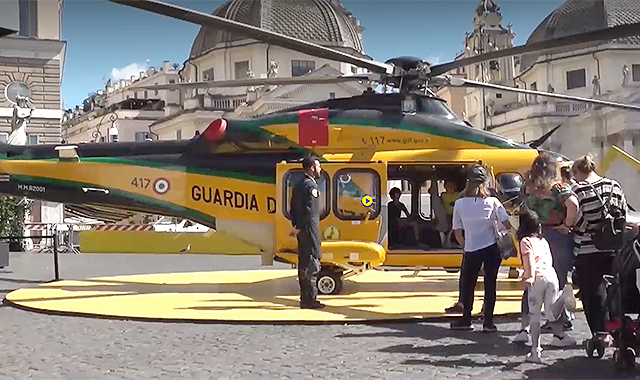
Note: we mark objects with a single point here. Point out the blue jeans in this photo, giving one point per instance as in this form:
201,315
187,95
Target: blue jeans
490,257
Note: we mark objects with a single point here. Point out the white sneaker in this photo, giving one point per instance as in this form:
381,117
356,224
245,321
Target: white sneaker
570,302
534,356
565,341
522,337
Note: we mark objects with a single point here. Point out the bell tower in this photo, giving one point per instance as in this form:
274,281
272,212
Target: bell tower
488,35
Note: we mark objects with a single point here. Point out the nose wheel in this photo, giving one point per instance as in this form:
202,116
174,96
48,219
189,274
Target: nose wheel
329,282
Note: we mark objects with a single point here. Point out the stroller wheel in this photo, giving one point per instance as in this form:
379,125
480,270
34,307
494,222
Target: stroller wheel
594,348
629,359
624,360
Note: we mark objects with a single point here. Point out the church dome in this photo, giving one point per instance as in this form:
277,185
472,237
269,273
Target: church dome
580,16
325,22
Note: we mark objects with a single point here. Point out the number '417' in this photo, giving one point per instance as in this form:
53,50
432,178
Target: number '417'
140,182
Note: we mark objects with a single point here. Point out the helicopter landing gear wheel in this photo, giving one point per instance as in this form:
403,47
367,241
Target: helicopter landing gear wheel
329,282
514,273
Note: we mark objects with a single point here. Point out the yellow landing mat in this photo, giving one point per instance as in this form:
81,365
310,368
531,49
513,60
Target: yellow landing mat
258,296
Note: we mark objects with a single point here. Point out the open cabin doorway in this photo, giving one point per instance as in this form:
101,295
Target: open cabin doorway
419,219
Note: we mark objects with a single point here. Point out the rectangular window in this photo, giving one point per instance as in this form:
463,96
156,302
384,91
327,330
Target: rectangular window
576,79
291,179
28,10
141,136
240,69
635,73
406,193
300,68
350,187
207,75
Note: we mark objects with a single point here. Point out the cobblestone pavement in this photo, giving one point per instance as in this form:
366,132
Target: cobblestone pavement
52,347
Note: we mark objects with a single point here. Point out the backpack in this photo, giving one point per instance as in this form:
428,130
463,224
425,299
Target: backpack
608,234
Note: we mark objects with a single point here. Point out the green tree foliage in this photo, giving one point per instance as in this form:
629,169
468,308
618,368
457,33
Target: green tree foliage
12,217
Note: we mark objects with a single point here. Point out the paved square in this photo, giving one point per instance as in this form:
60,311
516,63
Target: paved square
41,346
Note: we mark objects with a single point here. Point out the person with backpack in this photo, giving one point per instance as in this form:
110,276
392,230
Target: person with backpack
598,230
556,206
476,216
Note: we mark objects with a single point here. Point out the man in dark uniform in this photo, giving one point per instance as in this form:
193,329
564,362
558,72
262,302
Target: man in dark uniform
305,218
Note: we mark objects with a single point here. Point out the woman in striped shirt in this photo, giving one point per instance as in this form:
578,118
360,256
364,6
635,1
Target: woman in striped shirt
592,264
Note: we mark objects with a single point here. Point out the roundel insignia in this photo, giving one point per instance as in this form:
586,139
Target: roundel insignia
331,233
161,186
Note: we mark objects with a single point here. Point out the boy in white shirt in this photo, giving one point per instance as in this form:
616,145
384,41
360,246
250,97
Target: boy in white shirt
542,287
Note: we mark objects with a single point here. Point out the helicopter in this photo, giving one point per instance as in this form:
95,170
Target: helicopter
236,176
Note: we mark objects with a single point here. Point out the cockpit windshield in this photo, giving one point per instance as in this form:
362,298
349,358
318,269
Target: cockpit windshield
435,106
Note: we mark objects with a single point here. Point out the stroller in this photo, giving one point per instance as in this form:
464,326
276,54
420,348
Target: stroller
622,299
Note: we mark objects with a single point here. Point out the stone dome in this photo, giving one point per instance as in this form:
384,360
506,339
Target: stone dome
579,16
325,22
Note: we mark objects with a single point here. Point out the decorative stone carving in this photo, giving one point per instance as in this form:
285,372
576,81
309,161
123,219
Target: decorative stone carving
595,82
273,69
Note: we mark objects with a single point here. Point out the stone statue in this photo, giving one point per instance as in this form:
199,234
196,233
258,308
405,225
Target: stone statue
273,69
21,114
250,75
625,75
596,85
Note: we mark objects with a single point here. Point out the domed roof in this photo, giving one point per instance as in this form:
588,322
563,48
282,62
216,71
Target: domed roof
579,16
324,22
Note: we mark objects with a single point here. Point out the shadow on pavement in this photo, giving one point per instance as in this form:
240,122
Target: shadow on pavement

════════════════════

- _WHAT NEEDS TO BE DONE_:
Each entry above is to be written out again unchanged, apart from the pictures, which are left out.

- _EXERCISE ANSWER_:
Note: we mark objects with a single point here. Point out the blue jeans in this photo, giving one point per instance as in this form:
201,315
187,95
Target: blue jeans
490,257
Note: we mark objects with a single point here. Point out the white sneaker in this photo, giving one point per instance as in this form:
381,117
356,224
245,321
Target: white sneaker
570,302
534,356
565,341
522,337
Note: we mark objects with a single point here. Point out the bell tower in this photo, giving one point per instance as in this form:
274,281
272,212
Target: bell tower
488,35
Note: we mark objects with a single point here. Point out the nose wheel in this photo, giving one point per instance as in this form:
202,116
174,96
48,219
189,274
Target: nose wheel
329,282
Note: we mark objects with a single point here. Point out the stroller wheel in this photo, giving one point per instance as in this form:
379,125
480,270
34,307
494,222
Target: stroller wheel
594,348
629,359
624,360
Note: we mark objects with a single point here. Point out the church dome in this photo, giving one point per instance as in this form:
277,185
472,237
269,273
Target: church dome
580,16
325,22
Note: we mark objects with a single point here. Point out the number '417' in this photo, giving one point per instance as in this form:
53,50
432,178
Target: number '417'
140,182
Note: we mark objects with a single point here. Point out the helicopter landing gear wheel in this photo, giving one point per instance as in this form:
403,47
367,241
Target: helicopter landing gear wheel
329,282
514,273
Note: we mark objects with a single point here. Point out the yellow landing mat in this photo, giving one point per instance as in this form:
81,365
310,368
531,49
513,60
Target: yellow landing mat
258,296
Note: we mark objects with a single point here. Point out the open cabin doorway in this photo, giving one point per instance as in this form:
101,295
Target: open cabin doorway
419,219
Note: we mark objects with a single point here. Point out the rectangular window in this photo, giving one point per instance as in this form:
463,96
156,302
384,91
327,330
Target: rectangular window
576,79
291,179
28,10
141,136
240,69
635,73
406,193
300,68
350,187
207,75
Note: we mark objects with a single point here. Point out the cobblestone pavement in this photo, giving one point per instance as in this form:
366,132
Target: cobblestone pavement
52,347
Note: we mark objects with a single point here. Point out the backpack in this photo, giving one point per instance as in this form:
428,130
463,224
425,299
Target: backpack
608,234
Note: we mark objects with a single point here. Point out the green tree foliage in this photo, giving one point per instance as in this form:
629,169
468,308
618,368
457,33
Target: green tree foliage
12,217
Note: we mark objects with a single point here. Point out the paved square in this photo, giving one point per instance as in this form:
60,311
516,63
Target: paved square
41,346
Note: we mark objects with a single point here. Point out the person with backpack in this photo, giving one point per instance as in this form:
110,276
392,230
Target: person with backpack
598,230
556,206
476,216
Note: we mark objects with a single point here. Point out the man in dark uniform in this photo, giving one point per instance as in this form:
193,329
564,362
558,72
262,302
Target: man in dark uniform
305,218
Note: we mark objects with a single point here. Point out the woman in striped shirt in this photo, giving one point per instance as in this form:
578,118
360,256
364,6
635,1
Target: woman in striped shirt
592,264
Note: we mark objects with a single point here. Point out the roundel insignia in this photo, giving one point per instance as in this form:
586,139
Target: roundel insignia
331,233
161,186
Note: we mark objects with a single point here. Point out the boy in white shirt in this photo, giving one point per instance as in this form:
616,145
384,41
360,246
250,97
Target: boy in white shirt
542,287
Note: we mark objects with a single point here. Point out the helicopter in this photo, giving one point per instance as in this form:
95,170
Target: helicopter
236,176
Note: we mark objects with a single point here. Point out the cockpit windshield in this photo, giving one point per instance as in this form:
362,298
349,358
318,269
Target: cockpit windshield
435,106
Note: we mark objects with a single point here. Point out the stroller in this photo, giving one point per instance as in this form:
464,326
276,54
420,348
Target: stroller
622,299
Note: we mark objects with a single point here. Point out the stone dome in this photo, giving one point per instance as in this form:
384,360
506,339
Target: stone dome
579,16
325,22
Note: we mark objects with a single point here. Point out the decorative stone carving in this photo, giving one point per instance as in this form:
285,372
576,81
309,161
123,219
Target: decorative stone carving
595,82
273,69
Note: we mark objects with a single point here. Point out the stone statue in this photo, giving one point per instance as in this form:
199,234
196,233
258,308
405,225
Target: stone statue
273,69
21,114
250,75
625,75
596,85
Note: we mark objects with a single point here. Point out the domed roof in this photo, giving one point per instance as in this form:
588,322
563,48
282,62
216,71
Target: domed roof
579,16
324,22
Note: we mark objects with a single point here. Point out the shadow on pavement in this photo, giving one point per instance as in this form:
240,122
Target: shadow on pavement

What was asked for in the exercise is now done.